_Source passage_
⟨

Certain ingredients in essential oils made from plants such as cloves, anise, fennel and ylang-ylang could serve as a natural treatment of lung and liver conditions caused by air pollution. This is according to Miriana Kfoury of the Unité de Chimie Environnementale et Interactions sur le Vivant, Université du Littoral Côte d'Opale in France and the Lebanese University in Lebanon. She is the lead author of a study in Springer's journal Environmental Chemistry Letters. It is the first of its kind to evaluate the value of using certain essential oil compounds to treat inflammation caused by the fine particles that are typical of hazy, polluted air, and that are known to be carcinogenic.
Plants naturally contain various essential oils that are made up of different compounds. Some of these have been found to have antioxidant value, and to also be able to fight inflammation. A group of organic compounds called phenylpropanoids are found in the essential oils of some plants, and show promise as possible anti-inflammatory substances. Among these are trans-anethole (a flavor component of anise and fennel), estragole (found in basil), eugenol (which occurs in clove bud oil) and isoeugenol (contained in ylang ylang).

⟩

_Information supplied_
⟨

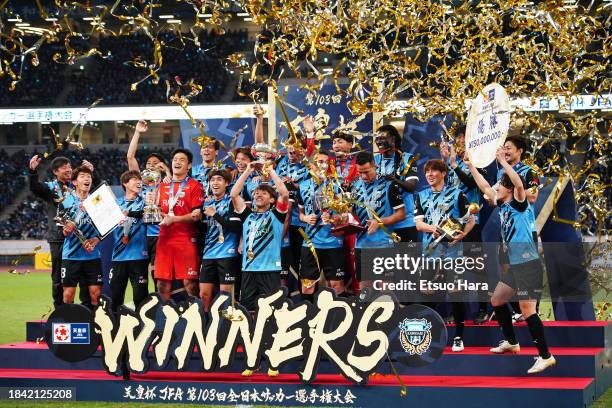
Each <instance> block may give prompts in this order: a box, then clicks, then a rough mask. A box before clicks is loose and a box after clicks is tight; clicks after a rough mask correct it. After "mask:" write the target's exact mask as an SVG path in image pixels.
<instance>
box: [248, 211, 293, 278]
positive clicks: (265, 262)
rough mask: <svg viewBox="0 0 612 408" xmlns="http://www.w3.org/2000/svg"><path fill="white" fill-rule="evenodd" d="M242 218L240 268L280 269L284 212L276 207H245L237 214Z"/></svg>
mask: <svg viewBox="0 0 612 408" xmlns="http://www.w3.org/2000/svg"><path fill="white" fill-rule="evenodd" d="M237 215H238V217H239V218H240V219H241V220H242V222H243V224H242V270H243V271H244V272H275V271H278V272H280V271H281V258H280V255H281V241H282V235H283V223H284V220H285V217H286V214H285V213H282V212H280V211H279V210H278V209H277V208H276V207H275V208H272V209H269V210H267V211H264V212H254V211H252V210H251V209H250V208H248V207H246V208H245V209H244V211H242V213H240V214H237Z"/></svg>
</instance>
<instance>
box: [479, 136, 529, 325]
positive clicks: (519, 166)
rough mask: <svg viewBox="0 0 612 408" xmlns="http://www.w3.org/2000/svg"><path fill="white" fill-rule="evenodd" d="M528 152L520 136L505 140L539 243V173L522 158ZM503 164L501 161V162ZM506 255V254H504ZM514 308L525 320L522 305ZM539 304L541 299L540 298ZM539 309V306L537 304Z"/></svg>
mask: <svg viewBox="0 0 612 408" xmlns="http://www.w3.org/2000/svg"><path fill="white" fill-rule="evenodd" d="M526 152H527V142H526V141H525V139H523V138H522V137H520V136H508V137H507V138H506V140H505V141H504V158H505V160H506V161H507V162H508V163H509V164H510V165H511V166H512V168H513V169H514V171H516V173H517V174H518V175H519V176H520V177H521V180H523V187H524V188H525V193H526V194H527V201H528V208H527V212H528V214H529V227H530V229H531V234H532V235H533V240H534V242H535V243H536V244H537V242H538V228H537V226H536V219H535V213H534V211H533V204H534V203H535V202H536V200H537V199H538V188H539V183H540V182H539V179H538V175H537V173H536V172H535V170H534V169H532V168H531V167H529V166H527V165H526V164H524V163H523V162H522V161H521V160H522V158H523V155H524V154H525V153H526ZM500 164H501V163H500ZM503 174H504V168H503V167H502V168H500V169H499V170H498V172H497V184H496V185H495V186H494V187H493V188H494V189H495V190H497V185H498V184H499V181H500V180H501V177H502V175H503ZM488 203H489V204H490V205H492V206H494V205H495V204H496V203H495V202H494V200H491V199H490V198H489V199H488ZM502 256H505V254H502ZM501 263H502V269H504V270H507V269H508V265H509V264H508V261H507V259H505V258H503V259H502V262H501ZM510 304H511V306H512V309H513V310H514V312H515V313H514V315H513V317H512V319H513V320H514V321H523V320H525V317H524V316H522V315H521V313H520V306H519V305H518V304H517V303H516V302H511V303H510ZM538 304H539V300H538ZM536 310H537V306H536Z"/></svg>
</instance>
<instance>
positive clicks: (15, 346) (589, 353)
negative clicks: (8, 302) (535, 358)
mask: <svg viewBox="0 0 612 408" xmlns="http://www.w3.org/2000/svg"><path fill="white" fill-rule="evenodd" d="M9 348H12V349H26V350H47V349H48V347H47V344H46V343H40V344H36V343H35V342H33V341H24V342H21V343H11V344H0V349H9ZM489 348H490V347H470V346H466V347H465V350H464V351H463V352H461V353H453V352H452V351H451V348H450V347H446V348H445V349H444V353H445V354H469V355H478V354H492V353H491V352H490V351H489ZM604 350H605V349H604V348H600V347H551V348H550V352H551V354H554V355H556V356H596V355H597V354H599V353H600V352H602V351H604ZM237 351H238V352H241V351H242V347H238V348H237ZM520 354H524V355H529V356H535V355H537V354H538V350H537V349H536V348H535V347H521V353H520Z"/></svg>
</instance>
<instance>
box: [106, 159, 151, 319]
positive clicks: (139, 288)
mask: <svg viewBox="0 0 612 408" xmlns="http://www.w3.org/2000/svg"><path fill="white" fill-rule="evenodd" d="M121 186H122V187H123V191H125V196H123V197H121V198H119V199H117V204H119V206H120V207H121V209H122V210H123V213H124V214H125V215H126V216H127V217H128V218H127V220H126V221H125V223H124V224H122V225H119V226H117V228H116V229H115V231H114V238H115V245H114V246H113V258H112V263H111V270H110V273H109V275H108V280H109V286H110V289H111V299H112V301H113V302H112V306H113V310H114V311H116V310H117V308H118V307H119V306H121V305H122V304H123V301H124V299H125V290H126V288H127V283H128V280H129V281H130V283H131V284H132V293H133V299H134V307H135V308H137V307H138V306H139V305H140V303H142V301H143V300H145V299H146V297H147V295H148V294H149V288H148V282H149V281H148V275H149V274H148V267H149V253H148V252H147V233H146V225H144V223H143V221H142V215H143V210H144V205H145V203H144V199H143V197H142V196H141V194H140V193H141V189H142V179H141V178H140V172H139V171H138V170H128V171H126V172H124V173H123V174H122V175H121Z"/></svg>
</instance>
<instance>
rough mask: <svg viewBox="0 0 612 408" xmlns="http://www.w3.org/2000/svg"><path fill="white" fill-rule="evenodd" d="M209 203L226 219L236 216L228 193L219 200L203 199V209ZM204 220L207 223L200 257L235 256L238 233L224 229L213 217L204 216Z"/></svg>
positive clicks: (236, 247) (236, 250)
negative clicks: (237, 233)
mask: <svg viewBox="0 0 612 408" xmlns="http://www.w3.org/2000/svg"><path fill="white" fill-rule="evenodd" d="M211 205H212V206H213V207H215V211H216V212H217V214H219V216H220V217H221V218H223V219H225V220H226V221H230V218H231V217H234V218H237V217H236V215H235V214H233V211H234V207H233V205H232V200H231V198H230V196H229V194H225V195H224V196H223V197H221V198H220V199H219V200H216V199H214V198H211V199H208V200H206V201H204V209H206V207H210V206H211ZM237 219H238V218H237ZM205 222H206V224H207V225H206V232H205V235H204V253H203V256H202V259H222V258H232V257H235V256H237V255H238V241H239V238H240V237H239V235H238V234H237V233H236V232H230V231H227V230H225V229H224V228H223V227H222V226H221V224H219V222H218V221H216V220H215V218H214V217H208V216H205Z"/></svg>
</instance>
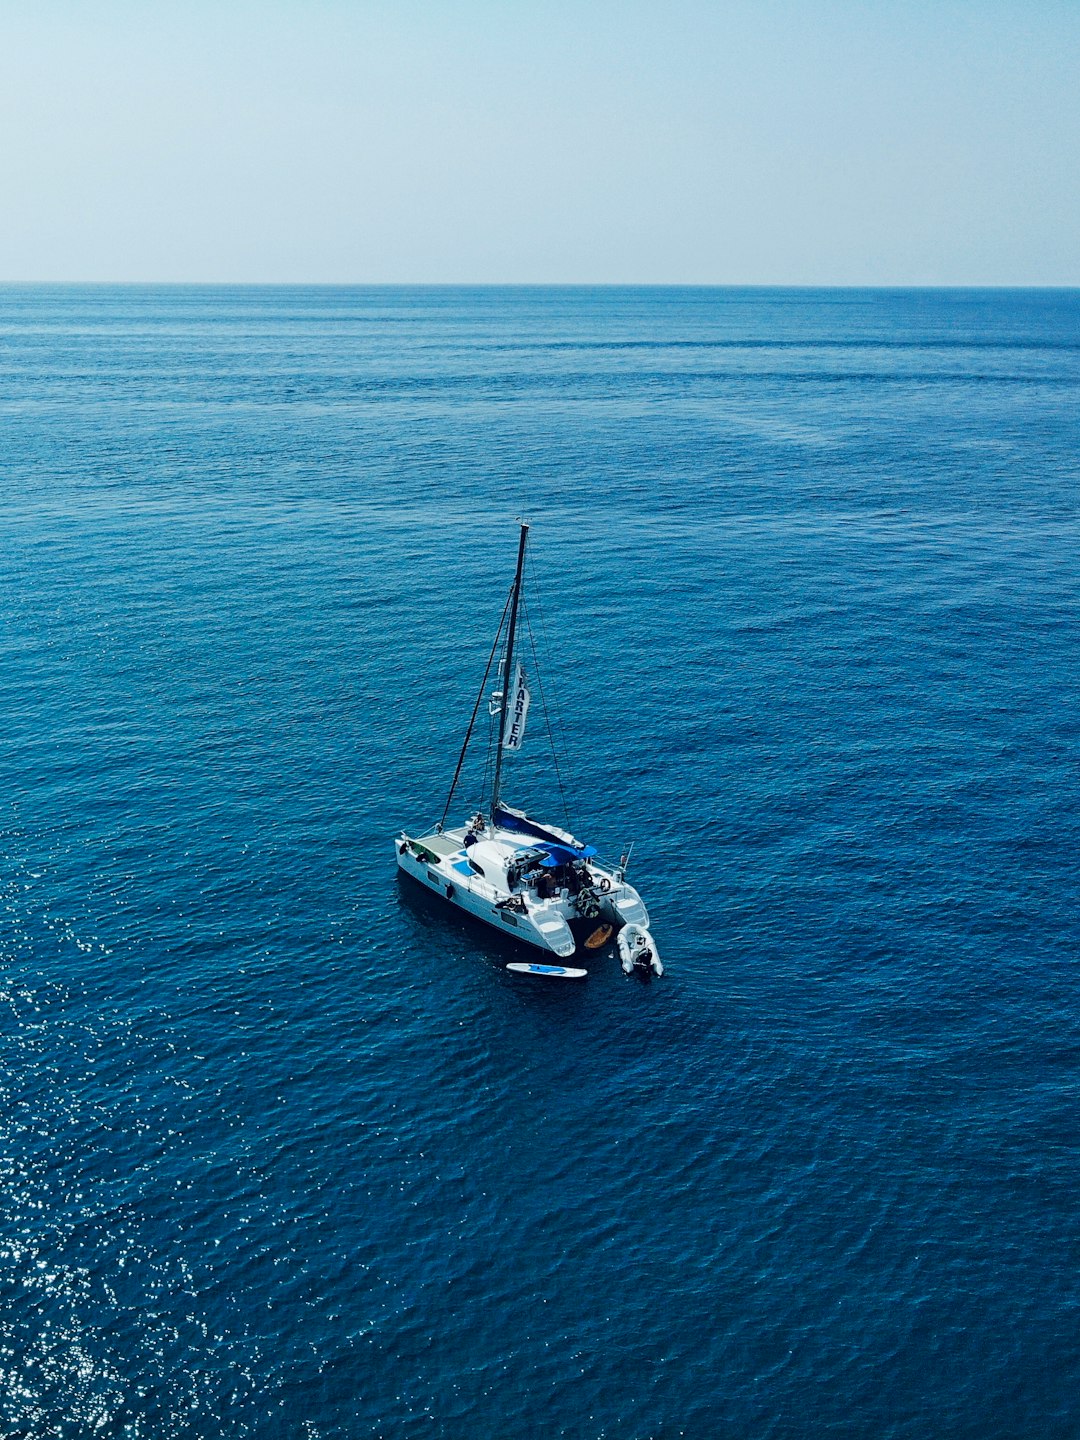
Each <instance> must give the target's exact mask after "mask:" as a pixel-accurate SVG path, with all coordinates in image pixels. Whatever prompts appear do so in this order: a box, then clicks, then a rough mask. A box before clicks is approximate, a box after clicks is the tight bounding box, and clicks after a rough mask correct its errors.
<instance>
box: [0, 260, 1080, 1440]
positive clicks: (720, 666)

⟩

_What you should do_
According to the passage on essential oils, in which journal was the study by Miriana Kfoury published? The material has no role in this exercise.

_Response to this task_
Springer's journal Environmental Chemistry Letters.